### 任务要求
把下面全部材料按行写成编号列表，空行不列入。

### 数据行
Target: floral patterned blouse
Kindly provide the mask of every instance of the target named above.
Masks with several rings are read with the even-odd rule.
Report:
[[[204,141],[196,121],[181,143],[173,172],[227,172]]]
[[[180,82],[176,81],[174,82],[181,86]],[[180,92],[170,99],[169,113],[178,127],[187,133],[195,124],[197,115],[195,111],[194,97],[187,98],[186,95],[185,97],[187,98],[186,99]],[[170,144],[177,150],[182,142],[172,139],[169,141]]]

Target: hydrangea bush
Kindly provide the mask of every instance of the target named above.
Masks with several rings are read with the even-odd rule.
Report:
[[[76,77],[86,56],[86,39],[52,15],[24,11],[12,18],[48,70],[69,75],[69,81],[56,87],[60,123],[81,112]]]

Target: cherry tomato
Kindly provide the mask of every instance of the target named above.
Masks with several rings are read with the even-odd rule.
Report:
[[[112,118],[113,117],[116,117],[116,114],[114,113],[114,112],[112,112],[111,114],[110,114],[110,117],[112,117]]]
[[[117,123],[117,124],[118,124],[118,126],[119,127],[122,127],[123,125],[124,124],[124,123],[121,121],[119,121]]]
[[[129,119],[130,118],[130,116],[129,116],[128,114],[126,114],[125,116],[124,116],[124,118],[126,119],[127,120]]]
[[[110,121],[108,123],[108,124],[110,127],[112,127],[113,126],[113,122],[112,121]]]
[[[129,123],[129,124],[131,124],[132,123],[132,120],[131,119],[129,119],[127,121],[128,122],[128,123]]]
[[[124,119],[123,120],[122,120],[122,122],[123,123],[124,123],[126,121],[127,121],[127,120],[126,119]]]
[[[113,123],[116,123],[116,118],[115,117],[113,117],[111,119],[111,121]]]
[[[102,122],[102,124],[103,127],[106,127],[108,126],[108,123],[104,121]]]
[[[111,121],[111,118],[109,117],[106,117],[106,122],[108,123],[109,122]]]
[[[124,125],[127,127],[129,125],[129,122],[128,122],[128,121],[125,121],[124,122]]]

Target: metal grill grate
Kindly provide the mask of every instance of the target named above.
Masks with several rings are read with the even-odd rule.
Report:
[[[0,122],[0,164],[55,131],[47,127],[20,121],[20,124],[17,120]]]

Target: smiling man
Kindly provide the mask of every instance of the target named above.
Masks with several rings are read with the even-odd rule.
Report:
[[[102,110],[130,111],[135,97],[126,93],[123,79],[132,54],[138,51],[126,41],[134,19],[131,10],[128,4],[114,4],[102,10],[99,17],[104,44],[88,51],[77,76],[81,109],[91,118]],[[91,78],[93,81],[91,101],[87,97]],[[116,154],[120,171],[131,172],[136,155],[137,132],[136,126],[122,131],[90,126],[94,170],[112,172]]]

### 书面解答
1. Target: floral patterned blouse
2. Kindly provide the mask of every instance of the target named above.
3. Masks with several rings are read with the even-odd rule.
4. Report:
5. [[[204,141],[196,121],[181,143],[173,172],[227,172]]]
6. [[[180,82],[176,81],[174,82],[181,86]],[[180,92],[170,99],[169,113],[178,127],[187,133],[195,124],[197,115],[195,111],[194,97],[187,98],[186,95],[185,97],[187,98],[186,99]],[[170,144],[177,150],[182,142],[172,139],[169,141]]]
7. Target: hydrangea bush
8. Kindly provide the mask of every instance of the target named above.
9. Masks with several rings are read with the even-odd rule.
10. Report:
11. [[[76,77],[86,56],[86,39],[52,15],[24,11],[12,18],[48,70],[69,75],[69,81],[56,87],[60,123],[81,112]]]
12. Target: cherry tomato
13. Kindly provide the mask of every instance of the target named above.
14. Masks with several rings are read with the even-odd rule.
15. Report:
16. [[[112,118],[113,117],[116,117],[116,114],[114,113],[114,112],[112,112],[111,114],[110,114],[110,117],[112,117]]]
17. [[[117,123],[117,124],[118,124],[118,126],[119,127],[122,127],[123,125],[124,124],[124,123],[121,121],[119,121]]]
18. [[[129,119],[130,118],[130,116],[129,116],[128,114],[126,114],[125,116],[124,116],[124,118],[126,119],[127,120]]]
19. [[[110,121],[108,123],[108,124],[110,127],[112,127],[113,126],[113,122],[112,121]]]
20. [[[129,123],[129,124],[131,124],[132,123],[132,120],[131,119],[129,119],[127,121],[128,122],[128,123]]]
21. [[[124,119],[123,120],[122,120],[122,122],[123,123],[124,123],[126,121],[127,121],[127,120],[126,119]]]
22. [[[113,123],[116,123],[116,118],[115,117],[113,117],[111,119],[111,121]]]
23. [[[102,122],[102,124],[103,127],[106,127],[108,126],[108,123],[104,121]]]
24. [[[111,121],[111,118],[109,117],[106,117],[106,122],[108,123],[109,122]]]
25. [[[124,125],[127,127],[129,125],[129,122],[128,122],[128,121],[125,121],[124,122]]]
26. Target: metal grill grate
27. Kindly provide the mask of every instance of the target named above.
28. Masks with several rings are read with the even-odd rule.
29. Report:
30. [[[0,122],[0,164],[55,131],[47,127],[20,121],[20,124],[17,120]]]
31. Target: smiling man
32. Kindly provide the mask of every instance of the target named above.
33. Masks with several rings are read with the even-odd rule.
34. Report:
35. [[[102,110],[130,111],[135,97],[126,93],[123,79],[132,54],[138,51],[126,41],[134,19],[131,10],[128,4],[114,4],[102,10],[99,17],[104,44],[88,51],[77,76],[81,109],[91,118]],[[91,78],[93,81],[91,101],[87,97]],[[116,154],[120,171],[131,172],[136,155],[137,132],[136,126],[122,131],[90,126],[94,170],[112,172]]]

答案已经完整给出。